Set task
Output every line of the entries from the line containing "[locate] the woman" through the last, exactly, with no other content.

***

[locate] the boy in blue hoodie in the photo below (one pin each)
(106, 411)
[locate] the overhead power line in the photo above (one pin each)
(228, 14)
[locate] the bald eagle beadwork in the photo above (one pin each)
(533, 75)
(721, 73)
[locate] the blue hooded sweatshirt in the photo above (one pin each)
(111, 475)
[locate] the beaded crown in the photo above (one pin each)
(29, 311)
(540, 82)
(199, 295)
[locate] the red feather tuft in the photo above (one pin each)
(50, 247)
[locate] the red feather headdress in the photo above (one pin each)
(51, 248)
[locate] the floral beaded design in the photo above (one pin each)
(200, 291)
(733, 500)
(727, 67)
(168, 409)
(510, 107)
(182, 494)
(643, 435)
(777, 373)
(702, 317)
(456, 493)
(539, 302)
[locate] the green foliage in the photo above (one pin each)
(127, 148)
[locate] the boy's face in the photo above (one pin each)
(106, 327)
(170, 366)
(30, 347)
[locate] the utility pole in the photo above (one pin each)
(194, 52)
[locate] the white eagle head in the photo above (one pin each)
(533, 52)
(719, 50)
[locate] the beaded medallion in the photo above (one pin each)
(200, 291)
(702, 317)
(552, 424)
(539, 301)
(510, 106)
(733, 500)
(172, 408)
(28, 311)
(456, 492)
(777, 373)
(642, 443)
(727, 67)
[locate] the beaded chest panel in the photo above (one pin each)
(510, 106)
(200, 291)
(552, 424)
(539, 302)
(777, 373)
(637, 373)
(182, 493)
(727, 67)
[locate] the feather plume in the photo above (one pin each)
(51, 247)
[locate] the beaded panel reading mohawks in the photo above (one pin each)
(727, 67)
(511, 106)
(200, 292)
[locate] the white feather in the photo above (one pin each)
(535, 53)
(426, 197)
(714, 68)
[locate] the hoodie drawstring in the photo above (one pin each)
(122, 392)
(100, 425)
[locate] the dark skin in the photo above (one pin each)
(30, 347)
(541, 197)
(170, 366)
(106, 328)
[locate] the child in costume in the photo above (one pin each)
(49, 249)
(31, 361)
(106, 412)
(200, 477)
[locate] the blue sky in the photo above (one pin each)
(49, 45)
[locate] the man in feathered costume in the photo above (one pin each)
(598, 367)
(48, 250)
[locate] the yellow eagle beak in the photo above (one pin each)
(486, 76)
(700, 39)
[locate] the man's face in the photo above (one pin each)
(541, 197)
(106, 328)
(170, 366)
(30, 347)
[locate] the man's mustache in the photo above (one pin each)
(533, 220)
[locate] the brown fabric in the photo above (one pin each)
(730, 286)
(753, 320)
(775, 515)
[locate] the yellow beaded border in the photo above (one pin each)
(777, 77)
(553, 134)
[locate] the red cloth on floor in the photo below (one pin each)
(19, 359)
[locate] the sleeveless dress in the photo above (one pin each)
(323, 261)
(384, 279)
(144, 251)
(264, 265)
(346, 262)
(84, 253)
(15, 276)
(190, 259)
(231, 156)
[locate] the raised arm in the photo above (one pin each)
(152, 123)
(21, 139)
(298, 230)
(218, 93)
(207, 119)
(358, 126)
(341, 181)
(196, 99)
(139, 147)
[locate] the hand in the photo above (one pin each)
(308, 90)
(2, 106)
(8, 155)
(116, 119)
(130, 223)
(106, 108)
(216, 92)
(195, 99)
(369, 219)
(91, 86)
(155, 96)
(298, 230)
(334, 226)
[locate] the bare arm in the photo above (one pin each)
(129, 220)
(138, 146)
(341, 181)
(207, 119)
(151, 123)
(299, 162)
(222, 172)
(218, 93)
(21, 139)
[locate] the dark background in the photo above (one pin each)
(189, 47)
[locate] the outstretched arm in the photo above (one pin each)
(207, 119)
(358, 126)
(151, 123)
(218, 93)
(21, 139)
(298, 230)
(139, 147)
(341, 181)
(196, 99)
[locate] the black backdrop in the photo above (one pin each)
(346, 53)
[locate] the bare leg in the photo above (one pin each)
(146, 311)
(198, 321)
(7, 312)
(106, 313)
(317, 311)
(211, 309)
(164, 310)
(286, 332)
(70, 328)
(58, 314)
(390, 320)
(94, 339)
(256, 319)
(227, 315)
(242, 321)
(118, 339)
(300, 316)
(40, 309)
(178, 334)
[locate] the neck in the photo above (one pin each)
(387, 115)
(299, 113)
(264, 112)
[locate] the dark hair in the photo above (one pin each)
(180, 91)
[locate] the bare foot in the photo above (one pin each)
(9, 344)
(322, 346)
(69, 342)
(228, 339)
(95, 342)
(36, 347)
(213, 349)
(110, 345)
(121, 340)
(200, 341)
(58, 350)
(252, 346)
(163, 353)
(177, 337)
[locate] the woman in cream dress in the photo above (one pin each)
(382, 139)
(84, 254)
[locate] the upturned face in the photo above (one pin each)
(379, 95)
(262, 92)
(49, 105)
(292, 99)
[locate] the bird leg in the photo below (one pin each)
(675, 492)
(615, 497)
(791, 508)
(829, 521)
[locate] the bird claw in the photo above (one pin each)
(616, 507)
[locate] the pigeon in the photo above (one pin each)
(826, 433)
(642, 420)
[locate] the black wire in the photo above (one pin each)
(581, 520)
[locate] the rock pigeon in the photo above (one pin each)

***

Completed exercise
[locate] the woman in cream dress in the photo above (one pin each)
(382, 139)
(84, 254)
[locate] the upturned face in the photo above (one pin each)
(379, 95)
(262, 92)
(49, 105)
(292, 99)
[locate] the bird leg in the photo below (one pin each)
(675, 492)
(615, 497)
(791, 508)
(829, 521)
[locate] the bird claw in the photo above (one pin each)
(616, 507)
[locate] the pigeon in the photo above (one pin each)
(826, 433)
(642, 420)
[locate] the black wire in the photo above (one pin each)
(581, 520)
[locate] the rock pigeon in the photo above (one pin each)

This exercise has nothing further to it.